» SELECTED EXCERPT:
----
Tropicália 101 Part Zero: The Origins, Contexts and Message of Brazilian Tropicália

Also known as Tropicalismo, Tropicália was an art and music movement in Brazil that created some of the country's most important and creative works in the short span of a few years (~1967-1969).

Tropicália 101 Feature Series
Table of Contents
0. Part Zero (You are Here): The Art Movement and Cultural Setting Behind Tropicália
1. Part One: Birth of a Unique and Unifying Brazilian Identity
2. Part Two: Tropicália, Religion and the Supernatural

Throughout centuries of European colonial rule, Brazil’s history as a Kingdom, eventually as a Republic, and long after the disappearance of any dominant indigenous culture, numerous Brazilian writers and philosophers have struggled to assert a unified Brazilian cultural identity. The enormity and diversity of Brazil’s geographic regions as well as tumultuous military coups throughout the 20th century didn’t help with the question of national history and identity. The Brazilian Tropicália movement, which surfaced several years after the oppressive military dictatorship took power in 1964, can arguably be considered the birth of Brazil’s first authentic and unique cultural identity, or at least the beginning of a new kind of awareness and much deeper understanding of older unifying narratives that include many Brazilian ways of life. The movement completely changed Brazilian culture in all art forms, on all societal levels and within all political perspectives even though the entire movement itself only lasted for a couple years (roughly ’67 to ’69).
----
[Data items]
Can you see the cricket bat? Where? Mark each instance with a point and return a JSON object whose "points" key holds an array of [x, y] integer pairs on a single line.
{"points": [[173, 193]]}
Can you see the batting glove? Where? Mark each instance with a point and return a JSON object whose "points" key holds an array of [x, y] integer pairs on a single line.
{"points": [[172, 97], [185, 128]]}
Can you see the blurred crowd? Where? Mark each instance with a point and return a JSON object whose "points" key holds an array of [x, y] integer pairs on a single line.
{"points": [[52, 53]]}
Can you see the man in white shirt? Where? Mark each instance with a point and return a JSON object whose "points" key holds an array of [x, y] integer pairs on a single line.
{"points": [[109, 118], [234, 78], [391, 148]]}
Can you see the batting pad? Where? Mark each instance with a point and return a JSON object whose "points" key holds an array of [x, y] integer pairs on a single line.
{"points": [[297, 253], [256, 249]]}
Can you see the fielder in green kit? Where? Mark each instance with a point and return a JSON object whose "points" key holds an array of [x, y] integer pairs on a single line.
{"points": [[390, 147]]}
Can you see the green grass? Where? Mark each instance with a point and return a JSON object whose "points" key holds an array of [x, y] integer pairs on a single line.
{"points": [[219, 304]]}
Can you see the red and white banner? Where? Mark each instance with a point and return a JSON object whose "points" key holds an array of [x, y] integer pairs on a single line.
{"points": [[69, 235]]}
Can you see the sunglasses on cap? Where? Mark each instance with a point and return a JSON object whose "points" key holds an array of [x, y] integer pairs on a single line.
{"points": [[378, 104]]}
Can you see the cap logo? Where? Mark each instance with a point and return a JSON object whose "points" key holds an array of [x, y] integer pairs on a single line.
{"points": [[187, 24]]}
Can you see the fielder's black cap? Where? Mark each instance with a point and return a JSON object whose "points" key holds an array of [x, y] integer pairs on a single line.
----
» TASKS TO PERFORM:
1. Transcribe the passage of the Tropicália article starting at "Also known as" and ending at "few years (~1967-1969).".
2. Write the next part of the Tropicália article, picking up right after its final sentence.

» EXPECTED ANSWERS:
1.
Also known as Tropicalismo, Tropicália was an art and music movement in Brazil that created some of the country's most important and creative works in the short span of a few years (~1967-1969).

2.
What does the Music of Tropicália sound like?

It depends. What characterizes Tropicália is its musical diversity. If one listens to Caetano Veloso and Gilberto Gil, one may compare much of their music to Bossa Nova or Samba, but to say that Tropicália descended from Bossa Nova or Samba (which many casual commentators online will do) completely misses the point. If one enters Tropicália instead through Os Mutantes, you might believe Tropicália has roots in psychedelic rock. If you’ve listened to the whole spectrum of Tropicália including Rogerio Duprat and other lesser-known artists, you may begin to believe (as I do) that the point is there’s no authoritative Tropicália sound, and that’s probably by design.

The group Os Mutantes (“The Mutants”) in 1967.

The music of Tropicália was perhaps the first art form that successfully brought all of the major artistic and political perspectives from all over the country under one roof. This was true in virtually all senses, including combining high brow and low brow forms. Brazilian folk music such as samba, forró (a North-Eastern dance music characterized heavily by accordion), afrobeat, and some indigenous styles, got mixed in with psychedelia, blues, funk, jazz and avant-garde elements.

It should be said that I myself am American and, although I’ve lived in Brazil for a few years, I still process music and culture from an American perspective. In addition, if I’ve left out or mischaracterized any cultures or traditions in the writing of this feature, I humbly ask your forgiveness and that you let us know about it through our contact link.

Where does the term “Tropicália” come from and what does it mean?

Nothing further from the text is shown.